Dataset records about object locations:
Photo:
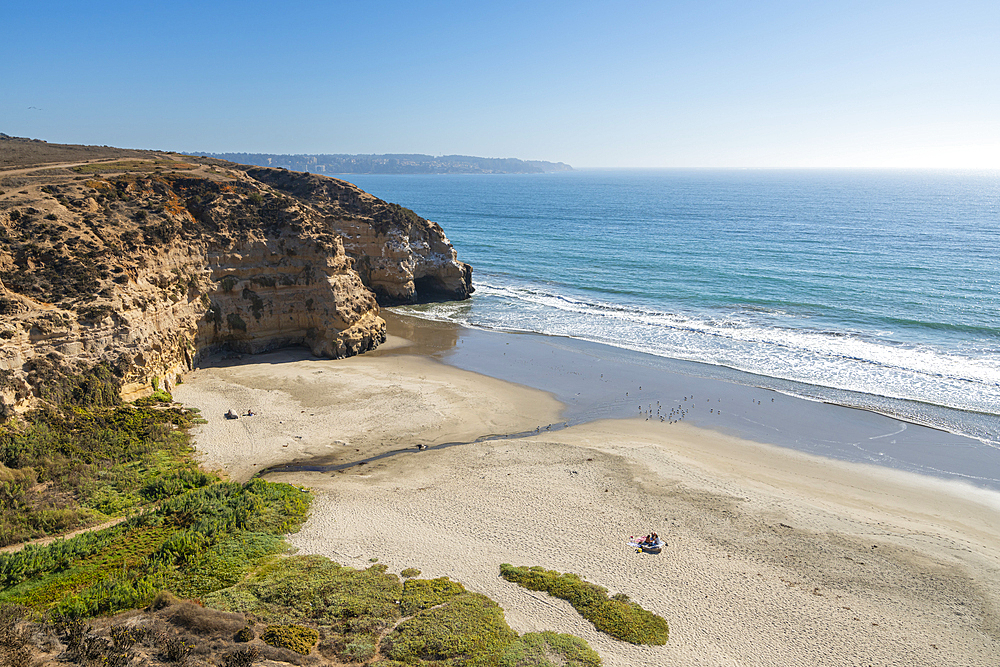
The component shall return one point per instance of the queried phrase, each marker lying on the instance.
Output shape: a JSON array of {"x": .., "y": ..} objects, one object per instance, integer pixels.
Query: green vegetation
[
  {"x": 618, "y": 616},
  {"x": 351, "y": 606},
  {"x": 420, "y": 594},
  {"x": 297, "y": 638},
  {"x": 549, "y": 649},
  {"x": 185, "y": 535},
  {"x": 204, "y": 539},
  {"x": 469, "y": 628},
  {"x": 130, "y": 165},
  {"x": 80, "y": 466}
]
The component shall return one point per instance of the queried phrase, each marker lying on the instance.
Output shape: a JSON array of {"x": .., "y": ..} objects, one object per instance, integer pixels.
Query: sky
[{"x": 766, "y": 84}]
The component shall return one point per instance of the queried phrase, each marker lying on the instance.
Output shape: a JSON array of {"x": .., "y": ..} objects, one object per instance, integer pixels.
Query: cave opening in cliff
[{"x": 429, "y": 288}]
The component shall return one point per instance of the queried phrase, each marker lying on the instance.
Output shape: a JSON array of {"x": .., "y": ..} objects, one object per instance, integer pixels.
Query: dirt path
[
  {"x": 42, "y": 541},
  {"x": 65, "y": 165}
]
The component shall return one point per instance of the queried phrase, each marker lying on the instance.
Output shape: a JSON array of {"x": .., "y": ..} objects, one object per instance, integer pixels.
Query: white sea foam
[{"x": 749, "y": 340}]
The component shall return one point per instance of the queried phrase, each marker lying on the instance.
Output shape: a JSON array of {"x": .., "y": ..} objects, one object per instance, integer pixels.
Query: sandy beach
[{"x": 774, "y": 556}]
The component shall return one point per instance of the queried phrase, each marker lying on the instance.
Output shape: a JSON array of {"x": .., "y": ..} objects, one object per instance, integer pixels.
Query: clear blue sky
[{"x": 594, "y": 84}]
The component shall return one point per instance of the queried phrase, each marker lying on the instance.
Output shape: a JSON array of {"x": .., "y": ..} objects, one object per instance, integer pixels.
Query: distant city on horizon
[{"x": 393, "y": 163}]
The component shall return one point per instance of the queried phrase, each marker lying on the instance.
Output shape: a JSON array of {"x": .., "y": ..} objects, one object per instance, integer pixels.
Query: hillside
[
  {"x": 395, "y": 164},
  {"x": 139, "y": 263}
]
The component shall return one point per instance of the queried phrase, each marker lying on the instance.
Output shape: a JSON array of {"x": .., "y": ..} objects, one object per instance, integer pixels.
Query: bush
[
  {"x": 469, "y": 628},
  {"x": 549, "y": 649},
  {"x": 619, "y": 617},
  {"x": 242, "y": 657},
  {"x": 420, "y": 594},
  {"x": 296, "y": 638}
]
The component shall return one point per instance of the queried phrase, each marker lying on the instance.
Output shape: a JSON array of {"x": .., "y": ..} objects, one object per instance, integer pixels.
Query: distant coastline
[{"x": 393, "y": 163}]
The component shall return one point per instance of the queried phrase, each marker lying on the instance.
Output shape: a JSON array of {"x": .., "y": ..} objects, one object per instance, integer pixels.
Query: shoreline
[
  {"x": 774, "y": 556},
  {"x": 598, "y": 381}
]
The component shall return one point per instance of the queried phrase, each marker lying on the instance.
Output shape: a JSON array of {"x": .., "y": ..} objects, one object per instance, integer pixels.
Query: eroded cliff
[{"x": 123, "y": 274}]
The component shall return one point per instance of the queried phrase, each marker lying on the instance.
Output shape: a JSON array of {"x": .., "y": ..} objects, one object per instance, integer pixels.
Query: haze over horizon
[{"x": 671, "y": 84}]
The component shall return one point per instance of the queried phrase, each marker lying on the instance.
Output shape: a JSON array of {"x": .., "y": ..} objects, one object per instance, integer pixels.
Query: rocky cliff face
[
  {"x": 399, "y": 255},
  {"x": 128, "y": 272}
]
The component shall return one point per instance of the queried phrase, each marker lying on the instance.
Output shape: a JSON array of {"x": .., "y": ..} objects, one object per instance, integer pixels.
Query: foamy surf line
[
  {"x": 927, "y": 386},
  {"x": 597, "y": 381}
]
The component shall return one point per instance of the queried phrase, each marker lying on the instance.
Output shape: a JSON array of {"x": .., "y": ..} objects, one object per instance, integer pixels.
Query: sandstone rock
[
  {"x": 144, "y": 272},
  {"x": 399, "y": 255}
]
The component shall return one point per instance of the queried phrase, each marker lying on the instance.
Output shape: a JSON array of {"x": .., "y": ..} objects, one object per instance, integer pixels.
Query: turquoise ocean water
[{"x": 875, "y": 289}]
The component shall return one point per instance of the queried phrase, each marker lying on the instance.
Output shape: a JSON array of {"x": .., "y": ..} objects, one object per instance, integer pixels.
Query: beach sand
[{"x": 774, "y": 557}]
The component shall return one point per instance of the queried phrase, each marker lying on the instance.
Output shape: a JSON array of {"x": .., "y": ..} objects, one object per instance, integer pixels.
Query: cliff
[{"x": 116, "y": 277}]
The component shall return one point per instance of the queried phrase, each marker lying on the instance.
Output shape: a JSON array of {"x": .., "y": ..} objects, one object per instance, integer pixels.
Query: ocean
[{"x": 871, "y": 289}]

● WORK TO BE COMPLETED: Set each line of the records down exactly, leaving every picture out.

● COMPLETED TASK:
Photo:
The component shall return one point per instance of the queried phrase, each marker lying on the instance.
Output shape: a JSON array of {"x": .., "y": ..} objects, one object per instance, integer pixels.
Query: green vegetation
[
  {"x": 618, "y": 616},
  {"x": 351, "y": 606},
  {"x": 420, "y": 594},
  {"x": 297, "y": 638},
  {"x": 549, "y": 649},
  {"x": 185, "y": 535},
  {"x": 204, "y": 539},
  {"x": 469, "y": 628},
  {"x": 130, "y": 165},
  {"x": 80, "y": 466}
]
The component shall return one point per instance of the queried phrase, each marker lying on the instance.
Output shape: a JSON array of {"x": .., "y": ..} objects, one object per instance, integer pixels.
Query: sky
[{"x": 766, "y": 84}]
The component shall return one point per instance of the queried phrase, each marker lying on the instance.
Output shape: a JSON array of {"x": .., "y": ..} objects, one object per instance, integer pixels.
Query: cave opening in cliff
[{"x": 429, "y": 288}]
The component shall return one point per instance of the queried phrase, each marker lying on the instance.
Output shape: a JSON array of {"x": .., "y": ..} objects, one object per instance, integer pixels.
Query: dirt path
[
  {"x": 42, "y": 541},
  {"x": 65, "y": 165}
]
The component shall return one point per instance of the queried phrase, each marker lying on the instance.
Output shape: a JSON array of {"x": .., "y": ..} objects, one object per instance, integer pixels.
Query: white sea foam
[{"x": 749, "y": 340}]
The component shall return one point per instance of the queried phrase, each marker lying on the instance.
Output shape: a JSON array of {"x": .., "y": ..} objects, one object per instance, integer pixels.
Query: sandy beach
[{"x": 774, "y": 556}]
The component shall return one point per instance of the queried phrase, each marker lying on the instance.
Output shape: a JSON array of {"x": .., "y": ..} objects, one object per instance, integer pixels.
Query: clear blue sky
[{"x": 594, "y": 84}]
The component shall return one point per instance of the queried phrase, each marker lying on the instance.
Output shape: a JSON array of {"x": .., "y": ..} objects, one object per instance, integer pixels.
Query: distant city on horizon
[{"x": 393, "y": 163}]
The component shall return one point per instance of the queried phrase, each marker lying on the instance.
Output shape: a JSON array of {"x": .., "y": ..} objects, one object per instance, integer pixels.
Query: hillside
[
  {"x": 395, "y": 164},
  {"x": 139, "y": 263}
]
The component shall return one point per instance of the queried phrase, each marker lying on the instance.
Output shape: a JSON array of {"x": .., "y": ..} objects, one object per instance, integer pixels.
Query: bush
[
  {"x": 469, "y": 628},
  {"x": 549, "y": 649},
  {"x": 619, "y": 617},
  {"x": 242, "y": 657},
  {"x": 420, "y": 594},
  {"x": 296, "y": 638}
]
The component shall return one point per instance of the queried phrase, each marker lying on the instance.
Output shape: a JSON array of {"x": .., "y": ..} objects, one object per instance, integer pixels.
Query: distant coastline
[{"x": 393, "y": 163}]
The component shall return one point per instance of the queried phrase, each marker lying on the instance.
Output shape: a JSON array of {"x": .., "y": ..} objects, one object per instance, integer pixels.
Query: shoreline
[
  {"x": 774, "y": 556},
  {"x": 598, "y": 381}
]
The component shall return one point per instance of the queried phrase, each marker lying on the instance.
Output shape: a JSON array of {"x": .., "y": ..} objects, one object per instance, integer pixels.
Query: eroded cliff
[{"x": 123, "y": 274}]
The component shall return one point per instance of the queried phrase, each marker lying on the instance.
Output shape: a JSON array of {"x": .., "y": ..} objects, one object per instance, integer pixels.
Query: haze over horizon
[{"x": 671, "y": 84}]
The component shall return one point per instance of the queried phrase, each marker lying on the instance.
Output shape: a JSON array of {"x": .., "y": ..} objects, one object per instance, integer pixels.
Query: rocky cliff face
[
  {"x": 399, "y": 255},
  {"x": 128, "y": 272}
]
The component shall return one point per instance of the queried phrase, each marker lying on the instance.
Output shape: a JSON array of {"x": .., "y": ..} objects, one object per instance, integer pixels.
Query: foamy surf line
[
  {"x": 927, "y": 386},
  {"x": 597, "y": 381}
]
The component shall return one point per instance of the queried phrase, each marker lying on the instance.
Output shape: a JSON array of {"x": .., "y": ..} objects, one object per instance, integer pixels.
Query: sandstone rock
[
  {"x": 144, "y": 272},
  {"x": 399, "y": 255}
]
The component shall return one point per instance of the queried phrase, each marker lying on the instance.
Output shape: a JSON array of {"x": .., "y": ..} objects, one object per instance, integer pixels.
Query: turquoise ocean water
[{"x": 875, "y": 289}]
The component shall return one point per instance of the queried phrase, each marker lying on the instance.
Output shape: a JSON array of {"x": .., "y": ..} objects, one object per instance, integer pixels.
Query: beach sand
[{"x": 774, "y": 557}]
The component shall return one point per instance of the queried phrase, each marker lying on the instance.
Output shape: a JSON array of {"x": .., "y": ..} objects, one object per instance, integer pixels.
Query: cliff
[{"x": 116, "y": 277}]
The component shall return one point per instance of the queried phrase, each marker lying on the instance.
Output shape: a JSON array of {"x": .., "y": ..} objects, one object per instance, integer pixels.
Query: ocean
[{"x": 871, "y": 289}]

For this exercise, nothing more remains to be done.